• WORK REQUIRED:
Return each line from the rows below that contains the word "belt", copied in full.

• RECORDED DATA:
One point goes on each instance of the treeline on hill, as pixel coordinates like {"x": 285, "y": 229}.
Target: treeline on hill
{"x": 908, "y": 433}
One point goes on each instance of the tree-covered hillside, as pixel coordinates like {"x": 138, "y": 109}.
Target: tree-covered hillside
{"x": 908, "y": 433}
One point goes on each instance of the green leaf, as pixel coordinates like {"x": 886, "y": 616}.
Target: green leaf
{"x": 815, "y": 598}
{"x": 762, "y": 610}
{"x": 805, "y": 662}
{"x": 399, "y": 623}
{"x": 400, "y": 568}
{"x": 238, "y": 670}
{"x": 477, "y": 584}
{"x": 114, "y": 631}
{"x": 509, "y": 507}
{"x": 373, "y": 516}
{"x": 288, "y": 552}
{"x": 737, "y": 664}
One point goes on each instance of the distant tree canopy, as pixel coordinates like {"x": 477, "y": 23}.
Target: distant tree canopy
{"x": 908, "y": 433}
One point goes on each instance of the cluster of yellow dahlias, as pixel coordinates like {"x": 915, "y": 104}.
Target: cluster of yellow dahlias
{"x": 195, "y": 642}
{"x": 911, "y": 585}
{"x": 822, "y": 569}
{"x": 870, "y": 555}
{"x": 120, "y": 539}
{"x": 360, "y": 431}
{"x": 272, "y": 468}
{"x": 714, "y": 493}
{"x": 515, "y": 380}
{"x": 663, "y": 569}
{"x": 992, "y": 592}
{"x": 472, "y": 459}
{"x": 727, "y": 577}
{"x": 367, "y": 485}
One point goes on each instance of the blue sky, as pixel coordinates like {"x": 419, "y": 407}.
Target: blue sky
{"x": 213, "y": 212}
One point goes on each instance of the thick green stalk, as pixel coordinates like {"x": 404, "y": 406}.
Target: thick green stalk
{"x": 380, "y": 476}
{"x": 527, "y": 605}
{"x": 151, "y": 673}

==

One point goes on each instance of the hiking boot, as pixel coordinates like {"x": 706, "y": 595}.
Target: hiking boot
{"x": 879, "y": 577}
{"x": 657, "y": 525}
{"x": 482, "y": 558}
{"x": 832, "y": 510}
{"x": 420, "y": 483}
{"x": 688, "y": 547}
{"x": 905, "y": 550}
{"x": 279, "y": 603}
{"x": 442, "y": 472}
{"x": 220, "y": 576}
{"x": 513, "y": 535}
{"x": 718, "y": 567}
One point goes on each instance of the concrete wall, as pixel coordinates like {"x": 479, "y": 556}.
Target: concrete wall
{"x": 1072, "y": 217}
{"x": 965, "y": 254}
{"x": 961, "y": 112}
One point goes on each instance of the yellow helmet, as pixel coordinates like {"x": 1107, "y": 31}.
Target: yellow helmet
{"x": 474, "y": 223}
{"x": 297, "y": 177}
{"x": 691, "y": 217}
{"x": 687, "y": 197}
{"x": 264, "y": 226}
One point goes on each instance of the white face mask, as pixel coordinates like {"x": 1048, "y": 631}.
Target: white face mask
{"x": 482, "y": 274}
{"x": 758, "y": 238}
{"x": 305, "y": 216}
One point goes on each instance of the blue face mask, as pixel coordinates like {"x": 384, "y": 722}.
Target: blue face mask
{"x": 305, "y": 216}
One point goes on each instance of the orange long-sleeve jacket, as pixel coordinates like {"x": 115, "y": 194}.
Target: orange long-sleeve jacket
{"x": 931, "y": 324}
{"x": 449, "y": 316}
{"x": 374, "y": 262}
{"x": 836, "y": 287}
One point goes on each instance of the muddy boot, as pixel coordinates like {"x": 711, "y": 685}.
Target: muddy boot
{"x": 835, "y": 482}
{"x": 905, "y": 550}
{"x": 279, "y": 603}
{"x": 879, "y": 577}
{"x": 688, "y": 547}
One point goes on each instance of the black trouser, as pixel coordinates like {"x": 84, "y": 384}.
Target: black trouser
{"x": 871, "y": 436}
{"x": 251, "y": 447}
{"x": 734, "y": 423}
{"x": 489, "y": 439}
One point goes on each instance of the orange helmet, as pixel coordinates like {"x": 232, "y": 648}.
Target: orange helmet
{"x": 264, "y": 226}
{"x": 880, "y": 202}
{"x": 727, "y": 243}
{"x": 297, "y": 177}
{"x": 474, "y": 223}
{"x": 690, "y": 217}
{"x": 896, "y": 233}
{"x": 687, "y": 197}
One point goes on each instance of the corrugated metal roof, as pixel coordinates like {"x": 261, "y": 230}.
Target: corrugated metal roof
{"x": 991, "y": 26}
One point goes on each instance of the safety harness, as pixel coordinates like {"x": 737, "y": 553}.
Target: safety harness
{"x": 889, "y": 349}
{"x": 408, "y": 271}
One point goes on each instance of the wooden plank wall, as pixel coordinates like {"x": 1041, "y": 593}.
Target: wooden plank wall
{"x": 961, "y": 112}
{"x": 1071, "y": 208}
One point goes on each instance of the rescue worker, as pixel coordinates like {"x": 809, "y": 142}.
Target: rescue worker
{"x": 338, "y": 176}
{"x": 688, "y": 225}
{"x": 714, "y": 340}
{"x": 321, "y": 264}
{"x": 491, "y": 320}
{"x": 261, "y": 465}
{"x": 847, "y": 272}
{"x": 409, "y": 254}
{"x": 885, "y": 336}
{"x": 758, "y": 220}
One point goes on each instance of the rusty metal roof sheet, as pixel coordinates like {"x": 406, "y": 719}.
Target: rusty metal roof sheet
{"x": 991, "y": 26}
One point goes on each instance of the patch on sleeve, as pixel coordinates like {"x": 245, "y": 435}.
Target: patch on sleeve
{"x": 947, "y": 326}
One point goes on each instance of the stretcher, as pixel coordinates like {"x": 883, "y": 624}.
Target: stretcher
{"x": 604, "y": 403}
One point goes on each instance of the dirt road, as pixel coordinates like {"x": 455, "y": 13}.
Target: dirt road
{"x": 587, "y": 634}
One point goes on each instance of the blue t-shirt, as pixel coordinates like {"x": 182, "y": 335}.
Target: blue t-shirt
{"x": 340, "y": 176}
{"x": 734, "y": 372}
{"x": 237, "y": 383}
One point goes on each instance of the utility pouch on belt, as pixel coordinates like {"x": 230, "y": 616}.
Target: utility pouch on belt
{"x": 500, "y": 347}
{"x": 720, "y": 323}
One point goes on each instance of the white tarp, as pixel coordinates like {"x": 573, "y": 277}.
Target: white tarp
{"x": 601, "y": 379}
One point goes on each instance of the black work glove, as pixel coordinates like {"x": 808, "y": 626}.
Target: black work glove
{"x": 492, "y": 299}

• EXPECTED OUTPUT:
One point goes on each instance of the utility pouch on belt, as pixel coordinates like {"x": 230, "y": 616}.
Target: utility pouch on belt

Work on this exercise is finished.